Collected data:
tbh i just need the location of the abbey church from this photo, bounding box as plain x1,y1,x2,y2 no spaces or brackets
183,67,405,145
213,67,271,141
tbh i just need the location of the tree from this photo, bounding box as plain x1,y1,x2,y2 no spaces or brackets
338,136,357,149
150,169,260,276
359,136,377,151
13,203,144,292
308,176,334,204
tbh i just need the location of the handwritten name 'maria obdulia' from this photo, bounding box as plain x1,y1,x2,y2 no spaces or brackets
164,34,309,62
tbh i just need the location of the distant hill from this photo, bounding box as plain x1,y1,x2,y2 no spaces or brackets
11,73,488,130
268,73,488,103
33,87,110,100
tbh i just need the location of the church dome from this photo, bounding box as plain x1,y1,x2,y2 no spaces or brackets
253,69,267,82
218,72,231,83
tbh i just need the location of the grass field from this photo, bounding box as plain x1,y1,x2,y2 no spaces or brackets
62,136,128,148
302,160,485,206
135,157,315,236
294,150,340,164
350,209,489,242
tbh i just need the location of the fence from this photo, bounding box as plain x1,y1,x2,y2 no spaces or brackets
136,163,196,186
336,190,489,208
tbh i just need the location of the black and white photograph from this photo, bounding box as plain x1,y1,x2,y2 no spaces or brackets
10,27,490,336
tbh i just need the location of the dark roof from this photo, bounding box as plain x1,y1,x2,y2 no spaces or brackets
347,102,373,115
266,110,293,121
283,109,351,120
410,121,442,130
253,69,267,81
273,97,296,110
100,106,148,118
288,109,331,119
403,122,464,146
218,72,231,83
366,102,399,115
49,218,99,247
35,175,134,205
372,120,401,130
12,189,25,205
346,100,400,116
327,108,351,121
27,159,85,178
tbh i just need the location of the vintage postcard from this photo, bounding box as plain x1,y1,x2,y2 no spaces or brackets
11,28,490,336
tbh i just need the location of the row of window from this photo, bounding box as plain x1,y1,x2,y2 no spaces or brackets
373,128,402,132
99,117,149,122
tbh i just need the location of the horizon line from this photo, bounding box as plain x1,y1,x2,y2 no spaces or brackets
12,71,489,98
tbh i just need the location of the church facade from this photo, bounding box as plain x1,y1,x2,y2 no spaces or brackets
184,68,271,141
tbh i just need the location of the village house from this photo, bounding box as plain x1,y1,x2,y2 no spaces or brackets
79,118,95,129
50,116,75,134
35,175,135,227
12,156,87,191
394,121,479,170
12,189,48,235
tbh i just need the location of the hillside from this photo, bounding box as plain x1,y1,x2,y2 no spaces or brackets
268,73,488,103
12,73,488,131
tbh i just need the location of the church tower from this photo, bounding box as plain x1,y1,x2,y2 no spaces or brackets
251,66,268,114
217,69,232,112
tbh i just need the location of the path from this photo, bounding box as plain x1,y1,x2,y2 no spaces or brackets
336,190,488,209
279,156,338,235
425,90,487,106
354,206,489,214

Requirement - Word for word, write out each entry shown above.

Exercise answer -
tbh i just need the location of the abbey church from this photo, bounding box as plain x1,y1,x2,y2 no spaces or brackets
183,67,405,145
213,67,271,141
tbh i just need the location of the tree from this photo, bounding box as plain x1,y1,x2,y2 no spaces or brackets
338,136,357,149
150,169,260,276
359,136,377,151
13,203,144,292
308,176,334,204
tbh i just need the location of the handwritten name 'maria obdulia' from this photo, bounding box as plain x1,y1,x2,y2 no spaces or brackets
164,34,309,62
tbh i just need the location of the distant hill from this photo, bounding box as plain x1,y1,x2,y2 no spaces or brackets
11,73,488,130
268,73,488,103
33,87,110,100
tbh i just need the location of the church dome from this photo, bounding box as plain x1,y1,x2,y2 no spaces or brackets
253,69,267,82
218,72,231,83
tbh i just need the location of the grass field from this photo, bounding box as plain x1,y1,x2,y2 no spaces or brackets
62,136,128,148
302,160,485,206
135,157,315,236
294,150,340,164
350,209,489,242
tbh i just need the location of the fence from this photo, bounding box as plain x1,y1,x2,y2 no spaces or brackets
136,163,196,186
336,190,489,208
tbh i just need the location of the black and white photograph from this photo, bounding box as plain x1,y1,x2,y2 no spaces or brackets
10,27,490,336
tbh i just need the location of the dark roof from this photo, bounding box as plain x1,y1,x2,y2 no spaces or brackets
347,102,373,115
266,110,293,121
283,109,351,120
410,121,442,130
253,69,267,81
273,97,296,110
100,106,148,118
288,109,331,119
403,122,464,146
218,72,231,83
366,102,399,115
49,218,99,247
35,175,134,205
372,120,401,130
12,189,25,205
346,100,400,116
327,108,351,121
27,159,85,178
tbh i just need the location of the vintage postcard from this photo, bounding box as plain x1,y1,x2,y2 no spaces or brackets
11,28,490,336
tbh i just need the location of the row of window from this photo, bounding box as plain x1,y1,x2,y2 no spaces or brackets
373,128,402,132
99,117,149,122
tbh i just need the location of the horizon line from this photo, bounding box as plain x1,y1,x2,y2 no spaces or brackets
12,71,489,98
tbh i just need the location of the church facade from this photo, bounding box as plain x1,y1,x2,y2 no spaces or brackets
184,68,271,141
tbh i just need the location of the village house from this photo, bounding box as plain x1,y1,x2,y2 no spaces or brackets
79,118,95,129
50,116,75,134
35,175,135,227
12,156,87,191
394,121,479,170
12,189,48,235
tbh i just need the location of the hillside from this photo, bounding box as plain x1,y1,x2,y2 no spaces or brackets
268,73,488,103
12,73,488,131
tbh i just need the location of the church tower from this photo, bounding box as plain x1,y1,x2,y2 no spaces or brackets
251,66,268,114
217,69,232,112
tbh i just need the location of the path from this photo, bounding box as plain x1,y1,x2,y2 no spaces or brackets
336,190,488,209
279,156,338,235
425,90,487,106
354,206,489,214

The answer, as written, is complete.